Items from a labeling collection:
- - -

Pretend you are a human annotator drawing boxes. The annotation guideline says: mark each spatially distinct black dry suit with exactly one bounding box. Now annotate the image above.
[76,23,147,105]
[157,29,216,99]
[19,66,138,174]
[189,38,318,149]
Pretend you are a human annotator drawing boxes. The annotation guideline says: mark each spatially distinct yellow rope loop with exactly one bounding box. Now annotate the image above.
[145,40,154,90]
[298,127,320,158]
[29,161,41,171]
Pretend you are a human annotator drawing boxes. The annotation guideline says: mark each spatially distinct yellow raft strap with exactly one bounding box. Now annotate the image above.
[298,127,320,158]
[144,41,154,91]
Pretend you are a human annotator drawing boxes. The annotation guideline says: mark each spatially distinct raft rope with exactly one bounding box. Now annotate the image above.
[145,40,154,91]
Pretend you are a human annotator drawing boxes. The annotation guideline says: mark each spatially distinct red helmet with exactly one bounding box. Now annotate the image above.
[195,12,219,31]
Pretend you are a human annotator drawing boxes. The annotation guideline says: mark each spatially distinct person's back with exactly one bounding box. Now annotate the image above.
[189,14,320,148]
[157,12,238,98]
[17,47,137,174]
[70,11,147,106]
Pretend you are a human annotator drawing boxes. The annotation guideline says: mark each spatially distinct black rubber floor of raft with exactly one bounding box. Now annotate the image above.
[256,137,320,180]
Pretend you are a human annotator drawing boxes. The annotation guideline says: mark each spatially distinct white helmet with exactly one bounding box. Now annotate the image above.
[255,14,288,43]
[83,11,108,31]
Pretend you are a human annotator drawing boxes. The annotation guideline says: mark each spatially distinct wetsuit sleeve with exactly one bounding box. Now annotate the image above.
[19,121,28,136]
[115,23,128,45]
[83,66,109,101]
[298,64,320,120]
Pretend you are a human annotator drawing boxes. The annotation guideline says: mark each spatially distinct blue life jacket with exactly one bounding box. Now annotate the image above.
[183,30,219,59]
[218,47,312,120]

- - -

**JOB**
Reproduce all of the records above word for word, keeping every line unchanged.

**RESPONSE TO THIS TASK**
Pretend you are a human annotator drawing boxes. The annotation guideline says: mark each spatially distinct black dry suit with exactly one bounding box. Now annotate the image above.
[76,23,147,105]
[157,29,216,99]
[19,66,138,174]
[189,38,318,149]
Pretend you are a human annotator drawing boxes. The annotation guideline says: mark each spatially distinct yellow rope loop with exactly one bounding box. Now annotate the image above.
[145,40,154,90]
[298,127,320,158]
[29,161,41,171]
Pretend you are a human annotator drawing boxes. The annotation guideline says: mark each spatially distinct yellow raft strap with exactly one bounding box. Now annotate the image above.
[298,127,320,158]
[144,41,154,91]
Pretend you are a human annotator drawing boxes. The annotation guideline says: mark each spatially distinct raft rope with exactly one bounding box. Now annotate the image above.
[145,40,154,91]
Pretend you are a human annotator drawing boxes. The annotation guideline says: mark each spatially distinct red helmet with exactly one bounding box. Now annotate the image above.
[195,12,219,31]
Pretend you are a human annotator drawing boxes. The annotation guideline says: mark each spatially distinct person's back with exactly one bounding box. Now annotate the image above.
[189,14,320,148]
[157,12,238,98]
[17,47,137,174]
[70,11,147,106]
Pretend you are a human annotator drawing boxes. The annotation guideline says: mark each spatially distinct black rubber floor of raft with exactly one bounding box. Now annotate the image above.
[256,137,320,180]
Pretend you are a human annotator drawing boxes. The annotation guideline says: mark each spatially distinct white helmet with exactly one bounding box. Now annotate the image above.
[255,14,288,43]
[83,11,108,31]
Pretend you are a human annotator drawing boxes. The annotation guideline says: mark each spatially distinct wetsuit sleeve with exactly one bounding box. Now annotate the image above.
[19,121,28,136]
[115,23,128,45]
[83,66,109,101]
[298,64,320,120]
Pretend you are a human annotator drawing boxes. The annotation guideline says: mark each spatially distinct blue life jacket with exactly one bounding box. Now annotate the image above.
[183,30,219,59]
[218,47,312,120]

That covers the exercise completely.